▶ **Challenge**: Can you return every one of the entries below word for word, without changing anything?

▶ **Data for this exercise**:
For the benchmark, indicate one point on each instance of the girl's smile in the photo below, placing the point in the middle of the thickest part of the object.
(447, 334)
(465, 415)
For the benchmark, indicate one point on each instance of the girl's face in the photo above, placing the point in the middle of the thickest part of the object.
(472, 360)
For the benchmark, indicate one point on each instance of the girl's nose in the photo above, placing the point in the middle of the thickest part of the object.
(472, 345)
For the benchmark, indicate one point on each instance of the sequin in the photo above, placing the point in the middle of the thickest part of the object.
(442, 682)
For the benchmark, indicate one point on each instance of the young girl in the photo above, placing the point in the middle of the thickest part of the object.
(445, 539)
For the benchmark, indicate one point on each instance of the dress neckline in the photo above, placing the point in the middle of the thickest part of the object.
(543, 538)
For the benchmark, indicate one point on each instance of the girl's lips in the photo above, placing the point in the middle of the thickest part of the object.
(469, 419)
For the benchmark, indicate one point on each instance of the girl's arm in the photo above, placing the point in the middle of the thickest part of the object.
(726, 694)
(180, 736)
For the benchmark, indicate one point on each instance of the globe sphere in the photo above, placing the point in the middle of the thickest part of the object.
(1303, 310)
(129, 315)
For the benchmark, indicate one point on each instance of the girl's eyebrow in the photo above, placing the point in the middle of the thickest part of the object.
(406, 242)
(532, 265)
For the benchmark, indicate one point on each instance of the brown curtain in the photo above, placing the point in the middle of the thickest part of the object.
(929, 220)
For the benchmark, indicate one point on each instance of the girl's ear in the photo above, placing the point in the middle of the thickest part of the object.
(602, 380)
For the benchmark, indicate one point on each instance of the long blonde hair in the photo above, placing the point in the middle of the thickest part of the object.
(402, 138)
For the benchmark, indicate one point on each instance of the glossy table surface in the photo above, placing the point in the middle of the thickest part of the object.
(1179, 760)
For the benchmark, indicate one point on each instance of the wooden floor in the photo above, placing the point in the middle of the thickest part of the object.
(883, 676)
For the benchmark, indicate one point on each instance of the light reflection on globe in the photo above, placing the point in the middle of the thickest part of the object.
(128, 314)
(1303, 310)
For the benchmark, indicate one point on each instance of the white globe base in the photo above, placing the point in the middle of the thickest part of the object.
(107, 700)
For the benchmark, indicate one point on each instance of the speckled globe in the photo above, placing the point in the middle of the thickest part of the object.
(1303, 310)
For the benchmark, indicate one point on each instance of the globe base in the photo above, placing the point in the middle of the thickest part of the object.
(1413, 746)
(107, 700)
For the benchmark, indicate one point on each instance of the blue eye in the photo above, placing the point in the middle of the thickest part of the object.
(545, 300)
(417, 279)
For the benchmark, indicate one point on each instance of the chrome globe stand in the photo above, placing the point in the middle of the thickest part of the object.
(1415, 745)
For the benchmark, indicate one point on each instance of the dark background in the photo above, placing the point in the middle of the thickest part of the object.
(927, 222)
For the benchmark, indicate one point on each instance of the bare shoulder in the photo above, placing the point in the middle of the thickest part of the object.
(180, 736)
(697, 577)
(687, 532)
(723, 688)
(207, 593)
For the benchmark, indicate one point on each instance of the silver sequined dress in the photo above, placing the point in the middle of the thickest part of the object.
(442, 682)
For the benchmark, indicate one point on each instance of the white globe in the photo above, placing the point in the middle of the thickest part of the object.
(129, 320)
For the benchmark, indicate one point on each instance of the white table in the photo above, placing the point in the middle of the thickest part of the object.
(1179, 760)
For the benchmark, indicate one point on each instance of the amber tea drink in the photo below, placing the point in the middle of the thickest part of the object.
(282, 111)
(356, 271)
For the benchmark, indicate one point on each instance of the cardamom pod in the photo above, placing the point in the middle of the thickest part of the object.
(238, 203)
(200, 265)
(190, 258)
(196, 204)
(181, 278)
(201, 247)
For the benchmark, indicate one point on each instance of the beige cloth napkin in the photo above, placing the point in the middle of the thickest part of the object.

▶ **Written answer**:
For the benchmark, indicate one point on each instance of the girl's smile in the photo below, placing the point in the middle of the thickest part of the object.
(447, 334)
(465, 415)
For the benchmark, indicate one point on each instance of the girl's face in the photo above, placing the point in the middle of the thickest part of the object.
(472, 360)
For the benchmark, indicate one point on each instance of the girl's nose in the photo above, placing the point in the middle of the thickest part of the object.
(472, 345)
For the benchmark, indicate one point on each instance of the sequin in the photo above, placing the point in the middle of the thickest part of the object.
(442, 682)
For the benchmark, indicate one point on each instance of the young girl in the photo above, placing the point in the middle of the thickest part of the object.
(445, 539)
For the benchmark, indicate one point on each instance of the dress neckline in the photo above, placing the point in the middle of the thickest part of the object.
(543, 538)
For the benchmark, indicate one point on each instance of the girl's lips in the photo above, placing the point in the middle of the thickest part of the object.
(469, 419)
For the benchmark, indicate one point on each instance of the girl's arm in the photo above, placing the point in the middle of the thickest part of the object.
(726, 694)
(180, 736)
For the benchmark, indicate one point on each instance of the globe sphere in the photo above, placing the point in the middle of the thickest part of the object.
(1303, 310)
(129, 315)
For the benchmark, indicate one point on each instance of the girl's eyebrow in the photo above, placing the point in the middle of the thickest part of the object.
(406, 242)
(532, 265)
For the benchmark, indicate one point on each instance of the brown curtain in the photo above, placing the point in the middle of the thickest part of the object.
(929, 220)
For the benchmark, indicate one point on each instance of the girl's ear in the photo above, placing the point in the middle of the thickest part of the object.
(602, 380)
For the benchmark, indicate one point on each instance of the long blonde hair in the photo above, placing the point in the middle of the thickest part of the object.
(402, 138)
For the benchmark, indicate one point on each instance of the glossy table surface in the photo above, placing the point in the middle of the thickest part of the object.
(1179, 760)
For the benchmark, indicate one point on each instance of the wooden floor in the photo above, placing the point in the middle of the thickest part of the object.
(883, 676)
For the benchmark, indicate one point on each instance of the light reflection on globe in the photo above, placing the point in the middle of the thickest part of the object.
(128, 314)
(1303, 310)
For the benchmark, indicate one point on each instance of the white globe base in the photo above, placing the point in the middle of the thickest part of the object.
(107, 700)
For the benchmark, indicate one point on each instance of the speckled globe in the photo above, placing the point in the middle of the thickest part of the object.
(1303, 310)
For the benchmark, indicate one point on each instance of the globe base in the photo above, placing the point in the middle of the thickest part of the object.
(1413, 746)
(107, 700)
For the benchmark, indicate one point on each instance of the blue eye in the photo above, placing the point in the middle of the thickest part of the object.
(545, 300)
(417, 279)
For the benchmark, indicate one point on each instance of the chrome globe stand in the photo above, placing the point in the middle of the thickest part of the object.
(1415, 745)
For the benchmark, indicate one point on each instance of the dark background in the photo above, placing the point in the middle of the thickest part of the object.
(927, 222)
For the benchmark, indicate one point on each instance of the bare shoulder in the photo above, placing the point in the middle of the thickest part of the object.
(180, 736)
(697, 577)
(687, 532)
(723, 688)
(207, 593)
For the benchmark, indicate one point on each instance of the silver sequined dress in the photo above, placing the point in the middle of the thickest part of the object.
(442, 682)
For the benchmark, indicate one point on each instance of the white globe in the photo above, placing the point in the middle of the thickest part of the object.
(129, 320)
For the benchmark, indicate one point on each instance of the white table in the photo above, placing the point in the middle of the thickest part of the object.
(1179, 760)
For the benchmark, indicate one point on each instance of the amber tea drink in the photo below, placing the point in the middle of the thickest part of the object.
(282, 111)
(356, 271)
For the benchmark, indicate one point on each instance of the cardamom pod in the photo above, placing the point in the middle of the thickest part of the object.
(238, 203)
(200, 265)
(190, 258)
(196, 204)
(181, 278)
(201, 247)
For the benchmark, indicate one point on each instance of the beige cloth napkin in the photo above, placing the point in the middle of the thickest part of the object.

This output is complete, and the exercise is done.